**EXTRAIT DU TEXTE**

——

Ceux qui ont vu, en 1997, le dernier film d'Alain Resnais "On connaît la chanson", se souviennent de l'étudiante dépressive qui, à l'occasion d'un cocktail, dit faire une thèse sur les chevaliers paysans du lac de Paladru, ajoutant avec le plus grand désenchantement que cela n'intéresse absolument personne. Et c'est grand tort comme a su l'écrire dans sa préface l'éditeur de "Chevaliers-paysans de l'an Mil, au lac de Paladru" publié en 1993.
Le site de Colletière à Charavines dans les eaux du lac de Paladru est unique. Fondé en 1003, abandonné vers 1035, il se place dans une période fondamentale pour la compréhension du Moyen Âge. Les textes sont rares et les sites archéologiques mal connus pour ces temps. L’occupation du site en a été brève et unique. Il donne donc un “instantané” de la vie quotidienne. Le site est délimité ; il se trouve sur une ancienne presqu’île s’avançant sur le lac. Il est restreint et permet des études exhaustives. Immergé, il livre donc, comme tous les gisements en milieu humide, les objets et les restes architecturaux en matière organique jamais conservés ailleurs. Ceux-ci sont les plus nombreux mais accompagnés de tous les restes habituellement découverts lors des fouilles archéologiques : poteries, monnaies et instruments métalliques.

——

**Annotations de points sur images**
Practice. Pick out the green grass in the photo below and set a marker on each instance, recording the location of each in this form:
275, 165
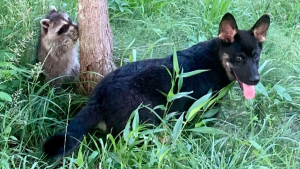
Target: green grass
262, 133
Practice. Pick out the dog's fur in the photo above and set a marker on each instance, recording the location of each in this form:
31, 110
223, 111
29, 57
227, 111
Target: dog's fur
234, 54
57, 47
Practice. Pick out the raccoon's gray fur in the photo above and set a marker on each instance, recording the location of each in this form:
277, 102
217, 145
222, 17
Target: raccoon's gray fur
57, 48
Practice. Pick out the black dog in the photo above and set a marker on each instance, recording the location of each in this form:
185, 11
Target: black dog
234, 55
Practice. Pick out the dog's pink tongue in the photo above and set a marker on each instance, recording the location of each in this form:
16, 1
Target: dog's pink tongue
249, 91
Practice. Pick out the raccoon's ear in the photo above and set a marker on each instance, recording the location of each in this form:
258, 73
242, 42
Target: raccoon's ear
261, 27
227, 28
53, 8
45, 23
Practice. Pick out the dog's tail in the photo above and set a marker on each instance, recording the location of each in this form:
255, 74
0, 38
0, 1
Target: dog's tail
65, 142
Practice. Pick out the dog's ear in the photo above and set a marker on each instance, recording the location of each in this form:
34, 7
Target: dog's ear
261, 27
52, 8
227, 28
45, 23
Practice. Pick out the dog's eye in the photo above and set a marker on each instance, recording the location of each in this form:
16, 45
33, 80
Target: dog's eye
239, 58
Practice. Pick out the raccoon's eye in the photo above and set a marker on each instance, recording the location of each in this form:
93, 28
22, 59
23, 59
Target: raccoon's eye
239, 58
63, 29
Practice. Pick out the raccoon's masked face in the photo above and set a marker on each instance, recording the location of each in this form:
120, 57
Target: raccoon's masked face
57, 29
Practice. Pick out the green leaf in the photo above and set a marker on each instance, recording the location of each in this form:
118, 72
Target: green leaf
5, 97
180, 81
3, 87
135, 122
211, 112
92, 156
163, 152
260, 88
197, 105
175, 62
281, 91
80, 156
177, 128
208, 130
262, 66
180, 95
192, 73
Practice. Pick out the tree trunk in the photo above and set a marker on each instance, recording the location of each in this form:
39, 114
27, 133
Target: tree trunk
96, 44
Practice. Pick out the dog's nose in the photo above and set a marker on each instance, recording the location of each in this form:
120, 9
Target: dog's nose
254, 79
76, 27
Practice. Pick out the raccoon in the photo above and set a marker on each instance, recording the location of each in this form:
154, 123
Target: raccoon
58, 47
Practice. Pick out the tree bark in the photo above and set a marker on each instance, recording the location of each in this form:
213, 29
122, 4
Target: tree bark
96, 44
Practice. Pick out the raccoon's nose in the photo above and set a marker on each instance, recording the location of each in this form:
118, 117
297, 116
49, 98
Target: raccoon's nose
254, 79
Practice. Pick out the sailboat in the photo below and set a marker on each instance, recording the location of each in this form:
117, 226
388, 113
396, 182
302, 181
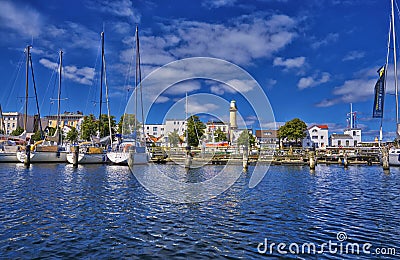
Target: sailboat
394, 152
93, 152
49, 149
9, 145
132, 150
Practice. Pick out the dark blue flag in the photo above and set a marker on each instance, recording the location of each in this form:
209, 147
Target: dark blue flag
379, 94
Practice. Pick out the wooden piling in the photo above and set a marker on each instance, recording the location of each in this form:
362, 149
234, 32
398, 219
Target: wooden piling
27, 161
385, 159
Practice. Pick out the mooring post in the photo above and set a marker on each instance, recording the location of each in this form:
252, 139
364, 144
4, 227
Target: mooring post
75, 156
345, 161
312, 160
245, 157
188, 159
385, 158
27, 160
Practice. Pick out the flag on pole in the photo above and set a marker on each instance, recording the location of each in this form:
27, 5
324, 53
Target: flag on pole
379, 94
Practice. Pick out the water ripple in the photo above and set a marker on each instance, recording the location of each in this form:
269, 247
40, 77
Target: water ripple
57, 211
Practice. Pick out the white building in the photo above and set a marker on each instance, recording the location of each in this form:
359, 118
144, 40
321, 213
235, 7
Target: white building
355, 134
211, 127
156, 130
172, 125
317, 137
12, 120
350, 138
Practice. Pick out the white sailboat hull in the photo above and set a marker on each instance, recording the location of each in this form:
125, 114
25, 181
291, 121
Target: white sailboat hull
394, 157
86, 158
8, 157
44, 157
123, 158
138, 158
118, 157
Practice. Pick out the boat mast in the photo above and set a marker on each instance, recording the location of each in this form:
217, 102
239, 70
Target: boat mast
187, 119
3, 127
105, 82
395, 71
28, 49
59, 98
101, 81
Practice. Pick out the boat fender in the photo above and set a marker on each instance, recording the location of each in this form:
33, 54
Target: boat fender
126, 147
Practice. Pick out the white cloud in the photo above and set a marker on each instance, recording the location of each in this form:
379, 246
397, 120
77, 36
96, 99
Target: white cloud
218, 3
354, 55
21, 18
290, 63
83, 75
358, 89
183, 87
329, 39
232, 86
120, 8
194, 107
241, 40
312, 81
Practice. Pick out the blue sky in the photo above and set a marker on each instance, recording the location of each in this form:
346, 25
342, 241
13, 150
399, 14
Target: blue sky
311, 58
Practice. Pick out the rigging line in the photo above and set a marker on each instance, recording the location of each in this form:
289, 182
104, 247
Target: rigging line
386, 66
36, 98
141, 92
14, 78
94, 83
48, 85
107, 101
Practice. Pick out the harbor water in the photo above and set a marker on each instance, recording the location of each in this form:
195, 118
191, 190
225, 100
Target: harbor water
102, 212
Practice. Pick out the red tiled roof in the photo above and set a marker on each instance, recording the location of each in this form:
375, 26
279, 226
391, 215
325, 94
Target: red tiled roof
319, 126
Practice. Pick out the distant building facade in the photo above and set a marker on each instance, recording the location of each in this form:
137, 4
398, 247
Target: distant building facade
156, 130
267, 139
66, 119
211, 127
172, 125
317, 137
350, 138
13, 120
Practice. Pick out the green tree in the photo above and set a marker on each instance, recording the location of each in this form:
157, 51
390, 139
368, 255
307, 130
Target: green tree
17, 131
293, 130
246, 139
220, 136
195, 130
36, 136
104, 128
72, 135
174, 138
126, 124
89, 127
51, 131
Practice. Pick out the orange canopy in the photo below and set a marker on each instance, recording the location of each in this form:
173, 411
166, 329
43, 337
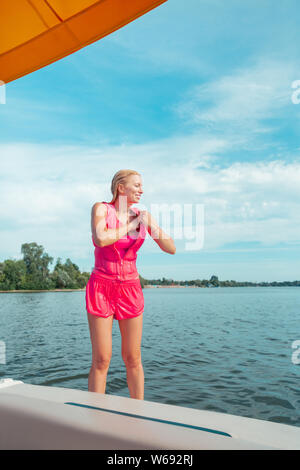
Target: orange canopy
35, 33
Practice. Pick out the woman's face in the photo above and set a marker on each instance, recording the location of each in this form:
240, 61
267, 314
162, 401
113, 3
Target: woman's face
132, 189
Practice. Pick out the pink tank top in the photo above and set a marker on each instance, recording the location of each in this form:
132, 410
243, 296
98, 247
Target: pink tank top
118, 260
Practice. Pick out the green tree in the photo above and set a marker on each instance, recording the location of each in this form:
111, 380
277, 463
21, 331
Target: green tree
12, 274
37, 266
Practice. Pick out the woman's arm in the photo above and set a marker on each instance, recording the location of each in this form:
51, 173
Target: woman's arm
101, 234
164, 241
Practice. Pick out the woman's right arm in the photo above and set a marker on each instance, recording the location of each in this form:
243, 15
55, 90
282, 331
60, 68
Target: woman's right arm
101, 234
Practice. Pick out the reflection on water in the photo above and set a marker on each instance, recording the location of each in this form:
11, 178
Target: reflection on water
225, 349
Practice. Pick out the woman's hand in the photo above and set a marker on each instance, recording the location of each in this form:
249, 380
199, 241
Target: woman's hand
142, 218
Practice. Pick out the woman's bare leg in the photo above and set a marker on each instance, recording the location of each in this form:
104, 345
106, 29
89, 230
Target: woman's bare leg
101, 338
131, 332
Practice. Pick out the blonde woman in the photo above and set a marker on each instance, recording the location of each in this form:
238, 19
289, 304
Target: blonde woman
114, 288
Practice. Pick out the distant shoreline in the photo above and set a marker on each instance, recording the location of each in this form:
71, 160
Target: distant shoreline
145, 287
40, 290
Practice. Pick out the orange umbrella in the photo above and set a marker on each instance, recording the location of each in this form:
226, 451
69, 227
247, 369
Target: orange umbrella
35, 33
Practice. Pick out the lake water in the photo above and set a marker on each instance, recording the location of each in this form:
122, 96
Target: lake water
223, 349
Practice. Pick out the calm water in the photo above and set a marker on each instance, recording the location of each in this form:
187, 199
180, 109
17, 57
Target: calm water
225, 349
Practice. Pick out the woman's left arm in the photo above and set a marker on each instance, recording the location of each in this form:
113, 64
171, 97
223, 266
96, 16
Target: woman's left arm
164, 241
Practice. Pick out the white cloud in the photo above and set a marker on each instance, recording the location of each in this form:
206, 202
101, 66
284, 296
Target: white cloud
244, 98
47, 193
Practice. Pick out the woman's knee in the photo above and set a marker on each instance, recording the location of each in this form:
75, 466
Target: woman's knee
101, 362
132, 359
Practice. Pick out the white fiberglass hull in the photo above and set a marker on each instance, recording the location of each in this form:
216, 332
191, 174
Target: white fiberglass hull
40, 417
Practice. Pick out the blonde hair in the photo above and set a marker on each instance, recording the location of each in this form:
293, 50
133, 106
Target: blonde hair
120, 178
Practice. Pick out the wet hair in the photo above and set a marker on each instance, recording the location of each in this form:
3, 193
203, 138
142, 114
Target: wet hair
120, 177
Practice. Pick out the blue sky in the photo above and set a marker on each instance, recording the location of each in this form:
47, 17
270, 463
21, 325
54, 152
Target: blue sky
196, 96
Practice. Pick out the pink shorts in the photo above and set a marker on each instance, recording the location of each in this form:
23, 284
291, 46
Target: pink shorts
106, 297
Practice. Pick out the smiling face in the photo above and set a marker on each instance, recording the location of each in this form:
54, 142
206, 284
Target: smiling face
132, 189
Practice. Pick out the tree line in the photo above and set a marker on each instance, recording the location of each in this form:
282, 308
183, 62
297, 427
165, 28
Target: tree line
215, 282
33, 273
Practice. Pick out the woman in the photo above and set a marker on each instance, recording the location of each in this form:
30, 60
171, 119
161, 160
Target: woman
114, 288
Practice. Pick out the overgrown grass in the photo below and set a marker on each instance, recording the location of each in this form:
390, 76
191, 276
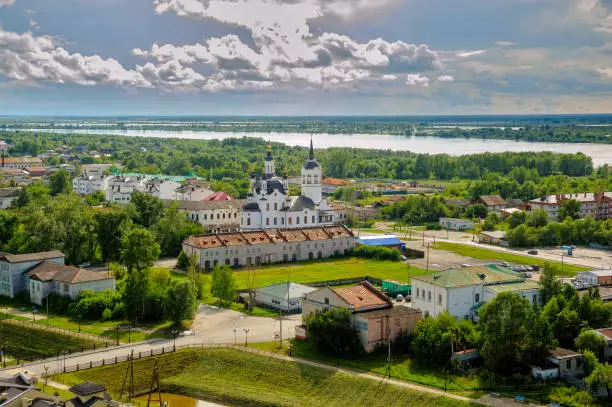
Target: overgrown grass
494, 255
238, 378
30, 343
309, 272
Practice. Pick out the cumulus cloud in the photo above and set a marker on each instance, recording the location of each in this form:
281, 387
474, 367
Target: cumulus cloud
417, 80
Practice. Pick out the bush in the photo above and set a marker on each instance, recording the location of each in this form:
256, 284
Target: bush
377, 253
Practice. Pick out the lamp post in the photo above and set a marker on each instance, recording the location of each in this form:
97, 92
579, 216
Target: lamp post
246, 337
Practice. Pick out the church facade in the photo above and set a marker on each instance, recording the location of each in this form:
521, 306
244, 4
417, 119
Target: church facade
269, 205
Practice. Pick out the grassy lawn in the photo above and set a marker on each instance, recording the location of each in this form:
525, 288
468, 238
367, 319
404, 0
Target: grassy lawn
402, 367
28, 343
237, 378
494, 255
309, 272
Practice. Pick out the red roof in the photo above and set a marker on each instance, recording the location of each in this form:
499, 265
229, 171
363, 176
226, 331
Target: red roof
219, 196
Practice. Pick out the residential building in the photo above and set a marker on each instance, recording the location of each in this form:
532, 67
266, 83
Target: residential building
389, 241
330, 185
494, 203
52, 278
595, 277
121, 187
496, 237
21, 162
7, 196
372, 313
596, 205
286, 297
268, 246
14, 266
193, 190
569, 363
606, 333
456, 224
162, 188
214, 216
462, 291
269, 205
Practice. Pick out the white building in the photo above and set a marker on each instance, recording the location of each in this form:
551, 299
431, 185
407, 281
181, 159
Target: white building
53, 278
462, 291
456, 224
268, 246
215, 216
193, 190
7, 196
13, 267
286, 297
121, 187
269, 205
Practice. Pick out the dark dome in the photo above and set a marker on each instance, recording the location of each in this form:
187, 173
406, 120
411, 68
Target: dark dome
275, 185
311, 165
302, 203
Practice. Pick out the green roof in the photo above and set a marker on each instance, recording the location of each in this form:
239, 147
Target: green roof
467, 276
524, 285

——

**CONSIGNES DE L'EXERCICE**
A) D'après le texte sur le site de Colletière, vers quelle année le site a-t-il été abandonné ?
B) Rassemblez toutes les lignes des enregistrements où figure le mot « roof ».
Le texte et les enregistrements ne proviennent pas de la même source.

**CORRIGÉS DÉTAILLÉS**
A) Vers 1035.

B)
Practice. Pick out the red tiled roof in the photo above and set a marker on each instance, recording the location of each in this form:
Target: red tiled roof
Practice. Pick out the red roof in the photo above and set a marker on each instance, recording the location of each in this form:
Target: red roof
Practice. Pick out the green roof in the photo above and set a marker on each instance, recording the location of each in this form:
Target: green roof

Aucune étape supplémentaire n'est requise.